:: Text segment

On a gloomy day in 1946, over 160 people were told to leave their homes on an atoll little known to the world, and moved elsewhere. After the relocation, the sole purpose of which was to make way for U.S. nuclear experiments, they would never be able to safely repopulate their birthplace. That atoll, located in the Pacific and named Bikini, remains uninhabitable.
This was a result of just one of the dozens of nuclear tests the U.S. conducted in the Marshall Islands, of which Bikini Atoll is a part, as well as countless similar experiments done by the British and French governments around other Pacific islands.
The forced removal of residents epitomizes the sense of helplessness felt by small Pacific states towards the nuclear-armed colonial powers. Fast forward to today, events reminiscent of history have resurfaced again, impacting the ecological systems of the islands as a whole and affecting their people's livelihood.

::::
:: Information given

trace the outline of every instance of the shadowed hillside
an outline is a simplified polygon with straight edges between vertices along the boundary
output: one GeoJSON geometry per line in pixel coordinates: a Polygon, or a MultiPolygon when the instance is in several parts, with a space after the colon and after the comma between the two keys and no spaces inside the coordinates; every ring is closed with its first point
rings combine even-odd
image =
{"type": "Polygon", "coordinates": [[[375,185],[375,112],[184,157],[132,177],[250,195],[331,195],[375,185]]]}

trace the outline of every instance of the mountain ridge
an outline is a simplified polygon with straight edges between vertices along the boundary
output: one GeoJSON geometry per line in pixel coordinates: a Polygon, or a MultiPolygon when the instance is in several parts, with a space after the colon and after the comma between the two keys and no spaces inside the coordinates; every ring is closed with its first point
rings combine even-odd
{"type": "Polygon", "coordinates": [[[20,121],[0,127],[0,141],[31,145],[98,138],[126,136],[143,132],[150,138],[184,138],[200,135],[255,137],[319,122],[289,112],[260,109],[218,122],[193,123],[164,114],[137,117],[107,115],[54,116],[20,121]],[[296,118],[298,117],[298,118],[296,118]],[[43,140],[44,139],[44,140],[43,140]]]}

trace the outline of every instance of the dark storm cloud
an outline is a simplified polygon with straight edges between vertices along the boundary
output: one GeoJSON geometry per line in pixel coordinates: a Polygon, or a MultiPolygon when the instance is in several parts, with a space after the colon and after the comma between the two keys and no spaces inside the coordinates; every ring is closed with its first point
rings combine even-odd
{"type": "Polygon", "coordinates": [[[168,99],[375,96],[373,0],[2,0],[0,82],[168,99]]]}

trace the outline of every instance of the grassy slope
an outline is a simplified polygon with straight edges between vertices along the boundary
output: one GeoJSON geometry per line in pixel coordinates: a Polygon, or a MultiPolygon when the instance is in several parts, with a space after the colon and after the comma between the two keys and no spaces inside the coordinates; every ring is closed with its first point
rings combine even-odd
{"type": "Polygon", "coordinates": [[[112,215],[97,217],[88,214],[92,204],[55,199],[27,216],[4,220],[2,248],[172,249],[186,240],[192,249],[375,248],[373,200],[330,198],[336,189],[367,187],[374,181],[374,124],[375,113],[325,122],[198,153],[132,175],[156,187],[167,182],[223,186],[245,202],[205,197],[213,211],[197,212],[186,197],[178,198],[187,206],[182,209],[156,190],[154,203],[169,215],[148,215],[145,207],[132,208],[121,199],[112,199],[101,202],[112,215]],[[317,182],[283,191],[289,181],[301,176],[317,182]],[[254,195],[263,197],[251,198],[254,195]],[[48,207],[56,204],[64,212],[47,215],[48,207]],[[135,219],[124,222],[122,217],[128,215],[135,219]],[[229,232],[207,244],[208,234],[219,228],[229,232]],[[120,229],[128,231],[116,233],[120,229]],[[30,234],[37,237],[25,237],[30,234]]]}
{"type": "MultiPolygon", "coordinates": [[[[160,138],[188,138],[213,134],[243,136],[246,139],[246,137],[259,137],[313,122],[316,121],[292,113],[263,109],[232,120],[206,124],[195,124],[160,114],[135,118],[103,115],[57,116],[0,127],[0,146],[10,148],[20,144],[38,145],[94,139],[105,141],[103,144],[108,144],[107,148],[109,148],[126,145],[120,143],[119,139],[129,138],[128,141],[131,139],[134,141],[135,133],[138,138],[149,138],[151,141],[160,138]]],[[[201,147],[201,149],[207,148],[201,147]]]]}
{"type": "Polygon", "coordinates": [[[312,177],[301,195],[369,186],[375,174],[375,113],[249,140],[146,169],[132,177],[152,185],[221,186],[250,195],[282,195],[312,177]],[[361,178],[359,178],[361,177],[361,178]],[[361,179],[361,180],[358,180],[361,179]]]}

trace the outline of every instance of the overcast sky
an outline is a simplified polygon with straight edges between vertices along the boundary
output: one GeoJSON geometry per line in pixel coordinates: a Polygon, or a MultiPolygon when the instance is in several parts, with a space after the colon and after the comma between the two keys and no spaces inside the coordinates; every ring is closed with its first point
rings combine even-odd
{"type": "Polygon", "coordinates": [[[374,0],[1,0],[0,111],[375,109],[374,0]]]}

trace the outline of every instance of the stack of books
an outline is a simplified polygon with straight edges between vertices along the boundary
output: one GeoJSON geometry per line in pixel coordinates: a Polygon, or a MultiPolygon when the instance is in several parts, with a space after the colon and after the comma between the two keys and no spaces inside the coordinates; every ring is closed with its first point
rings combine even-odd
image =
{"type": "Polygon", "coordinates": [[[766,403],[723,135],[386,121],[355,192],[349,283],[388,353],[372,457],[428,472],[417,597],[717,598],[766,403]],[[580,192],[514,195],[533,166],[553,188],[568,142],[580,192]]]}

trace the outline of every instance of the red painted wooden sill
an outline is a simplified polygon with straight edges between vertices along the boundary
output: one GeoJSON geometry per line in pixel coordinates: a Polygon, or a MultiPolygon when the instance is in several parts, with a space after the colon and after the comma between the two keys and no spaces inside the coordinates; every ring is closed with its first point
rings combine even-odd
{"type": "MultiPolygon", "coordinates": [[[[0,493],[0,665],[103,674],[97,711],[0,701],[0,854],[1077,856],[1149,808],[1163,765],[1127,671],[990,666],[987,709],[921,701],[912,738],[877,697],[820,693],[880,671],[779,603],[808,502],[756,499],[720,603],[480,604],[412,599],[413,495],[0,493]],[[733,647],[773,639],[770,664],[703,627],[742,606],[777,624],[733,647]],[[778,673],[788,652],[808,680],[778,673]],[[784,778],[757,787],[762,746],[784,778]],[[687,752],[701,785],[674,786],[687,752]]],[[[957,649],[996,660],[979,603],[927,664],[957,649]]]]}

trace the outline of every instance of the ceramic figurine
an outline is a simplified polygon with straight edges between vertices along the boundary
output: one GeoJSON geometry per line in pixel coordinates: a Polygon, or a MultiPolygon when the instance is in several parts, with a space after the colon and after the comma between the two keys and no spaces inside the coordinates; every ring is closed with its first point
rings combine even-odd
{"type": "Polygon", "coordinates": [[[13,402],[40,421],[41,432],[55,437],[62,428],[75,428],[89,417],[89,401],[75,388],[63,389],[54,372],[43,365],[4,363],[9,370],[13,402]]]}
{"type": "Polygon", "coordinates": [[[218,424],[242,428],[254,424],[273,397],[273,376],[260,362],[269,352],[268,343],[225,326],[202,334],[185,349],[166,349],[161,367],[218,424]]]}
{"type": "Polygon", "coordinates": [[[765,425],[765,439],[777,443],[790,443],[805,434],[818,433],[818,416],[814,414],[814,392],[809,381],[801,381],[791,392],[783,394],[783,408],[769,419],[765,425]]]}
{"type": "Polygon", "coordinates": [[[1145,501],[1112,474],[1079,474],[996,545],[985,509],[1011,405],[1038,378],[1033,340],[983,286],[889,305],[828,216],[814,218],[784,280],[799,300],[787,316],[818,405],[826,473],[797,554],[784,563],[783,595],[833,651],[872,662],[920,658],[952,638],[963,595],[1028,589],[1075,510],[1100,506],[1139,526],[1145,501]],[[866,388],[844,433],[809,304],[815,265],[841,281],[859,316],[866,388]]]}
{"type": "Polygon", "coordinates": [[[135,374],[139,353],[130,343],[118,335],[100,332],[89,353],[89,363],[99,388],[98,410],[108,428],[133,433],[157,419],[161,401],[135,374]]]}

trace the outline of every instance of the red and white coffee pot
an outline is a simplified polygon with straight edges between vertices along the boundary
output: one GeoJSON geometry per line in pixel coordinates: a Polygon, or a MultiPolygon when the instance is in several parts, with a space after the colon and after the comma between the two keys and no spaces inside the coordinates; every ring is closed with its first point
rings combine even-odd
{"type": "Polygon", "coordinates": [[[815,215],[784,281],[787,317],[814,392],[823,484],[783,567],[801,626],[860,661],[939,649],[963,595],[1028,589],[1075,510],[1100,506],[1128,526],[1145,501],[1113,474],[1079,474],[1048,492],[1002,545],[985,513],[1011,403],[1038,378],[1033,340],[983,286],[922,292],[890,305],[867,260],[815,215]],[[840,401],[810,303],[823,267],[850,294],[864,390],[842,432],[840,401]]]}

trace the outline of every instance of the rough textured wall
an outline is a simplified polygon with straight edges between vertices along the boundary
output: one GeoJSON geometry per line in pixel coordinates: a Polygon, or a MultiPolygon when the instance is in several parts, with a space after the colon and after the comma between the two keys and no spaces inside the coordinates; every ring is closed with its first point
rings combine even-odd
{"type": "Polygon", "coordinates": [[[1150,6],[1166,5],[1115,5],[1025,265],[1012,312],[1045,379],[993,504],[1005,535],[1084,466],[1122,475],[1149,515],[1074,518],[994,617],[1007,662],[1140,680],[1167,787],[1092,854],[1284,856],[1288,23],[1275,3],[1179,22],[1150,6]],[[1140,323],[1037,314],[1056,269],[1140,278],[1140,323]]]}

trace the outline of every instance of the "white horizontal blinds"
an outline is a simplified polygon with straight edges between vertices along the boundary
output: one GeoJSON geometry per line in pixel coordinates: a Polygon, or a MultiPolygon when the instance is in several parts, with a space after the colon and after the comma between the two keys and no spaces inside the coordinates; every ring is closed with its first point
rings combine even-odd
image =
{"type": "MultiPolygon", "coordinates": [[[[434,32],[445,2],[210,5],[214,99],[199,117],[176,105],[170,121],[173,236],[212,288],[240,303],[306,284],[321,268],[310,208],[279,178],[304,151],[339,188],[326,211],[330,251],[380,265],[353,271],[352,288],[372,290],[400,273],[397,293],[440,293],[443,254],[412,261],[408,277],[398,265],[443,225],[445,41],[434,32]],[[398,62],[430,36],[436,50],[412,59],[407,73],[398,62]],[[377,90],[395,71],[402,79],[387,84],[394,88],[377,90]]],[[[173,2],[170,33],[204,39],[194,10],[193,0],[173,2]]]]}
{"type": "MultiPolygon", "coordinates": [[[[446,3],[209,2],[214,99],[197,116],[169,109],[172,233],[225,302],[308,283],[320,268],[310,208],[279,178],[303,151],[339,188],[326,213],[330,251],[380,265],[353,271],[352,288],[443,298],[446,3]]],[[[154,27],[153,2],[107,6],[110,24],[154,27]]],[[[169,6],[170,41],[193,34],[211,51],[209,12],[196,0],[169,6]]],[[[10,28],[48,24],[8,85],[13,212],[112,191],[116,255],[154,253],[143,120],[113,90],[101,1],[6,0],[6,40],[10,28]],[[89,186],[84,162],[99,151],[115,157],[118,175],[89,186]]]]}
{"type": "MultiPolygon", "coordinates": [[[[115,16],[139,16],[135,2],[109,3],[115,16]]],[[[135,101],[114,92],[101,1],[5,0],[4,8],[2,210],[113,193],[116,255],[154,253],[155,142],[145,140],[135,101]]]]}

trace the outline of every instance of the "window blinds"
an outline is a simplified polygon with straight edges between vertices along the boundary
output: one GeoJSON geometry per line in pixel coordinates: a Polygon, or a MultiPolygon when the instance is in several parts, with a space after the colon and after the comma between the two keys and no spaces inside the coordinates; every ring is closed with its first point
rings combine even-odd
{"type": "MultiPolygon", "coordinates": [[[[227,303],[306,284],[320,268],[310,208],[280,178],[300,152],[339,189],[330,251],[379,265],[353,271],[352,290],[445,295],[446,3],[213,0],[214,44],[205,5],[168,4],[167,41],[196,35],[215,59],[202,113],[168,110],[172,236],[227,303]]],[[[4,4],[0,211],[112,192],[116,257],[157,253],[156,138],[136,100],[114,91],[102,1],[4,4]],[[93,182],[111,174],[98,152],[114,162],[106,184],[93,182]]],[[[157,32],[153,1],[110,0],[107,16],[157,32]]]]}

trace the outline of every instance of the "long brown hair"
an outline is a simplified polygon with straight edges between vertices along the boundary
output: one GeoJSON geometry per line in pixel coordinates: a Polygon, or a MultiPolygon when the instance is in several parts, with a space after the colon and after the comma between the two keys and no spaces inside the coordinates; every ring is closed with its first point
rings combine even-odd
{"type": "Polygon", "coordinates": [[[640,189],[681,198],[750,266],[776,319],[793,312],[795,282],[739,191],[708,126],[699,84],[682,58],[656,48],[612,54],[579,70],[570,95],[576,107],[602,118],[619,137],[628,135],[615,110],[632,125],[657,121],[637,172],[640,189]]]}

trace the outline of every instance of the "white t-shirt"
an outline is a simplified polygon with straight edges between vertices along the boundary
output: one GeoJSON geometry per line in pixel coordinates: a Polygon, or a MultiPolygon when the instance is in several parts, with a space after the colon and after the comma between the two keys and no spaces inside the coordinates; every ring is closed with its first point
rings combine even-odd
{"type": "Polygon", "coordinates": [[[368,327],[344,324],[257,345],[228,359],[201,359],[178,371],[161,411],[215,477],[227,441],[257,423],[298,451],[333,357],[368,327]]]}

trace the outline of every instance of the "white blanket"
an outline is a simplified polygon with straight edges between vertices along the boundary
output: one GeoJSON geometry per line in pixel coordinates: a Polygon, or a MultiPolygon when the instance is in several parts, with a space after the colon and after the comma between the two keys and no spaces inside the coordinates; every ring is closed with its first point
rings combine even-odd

::::

● Tasks to perform:
(a) According to the text on nuclear testing in the Pacific, how many people were told to leave their homes on Bikini Atoll in 1946?
(b) Resume the text on nuclear testing in the Pacific islands, picking up after its last sentence.

● Responses in order:
(a) Over 160 people.

(b)
Japan, whose dozens of nuclear reactors are exposed to the dangers of earthquakes, put in motion its plan to discharge treated nuclear-contaminated water from the Fukushima plant, crippled in 2011 by a tsunami, into the ocean. Pacific island nations had repeatedly urged the Japanese government not to carry out the plan, but it had pressed ahead regardless.
"The ocean is our resource, a source of survival for our communities here in the Pacific, and we want to do everything possible to avoid that sort of initiative (Japan's discharge plan) going ahead," Tuvalu's Minister for Finance Seve Paeniu told reporters days before the release of the radioactive wastewater began.
Experts have said the economic impact will be non-negligible on Tuvalu and other countries belonging to the Pacific Island Forum, a regional bloc of 17 nations whose economies rely on fishing grounds and from where up to half the world's tuna is sourced.
Samu Maraiwai, president of the Suva Fish Market Association, contends that the 1.3 million tonnes of nuclear wastewater poses a risk of massive destruction to their source of livelihood and their marine ecosystem, on which both humans and animals heavily rely and to which rising sea levels and extreme weather caused by climate change have already posed severe threats.
Maraiwai's concerns echo those expressed by many other non-governmental organizations in the Pacific islands as well as in regions around Fukushima. But such concerns are not the start of the story.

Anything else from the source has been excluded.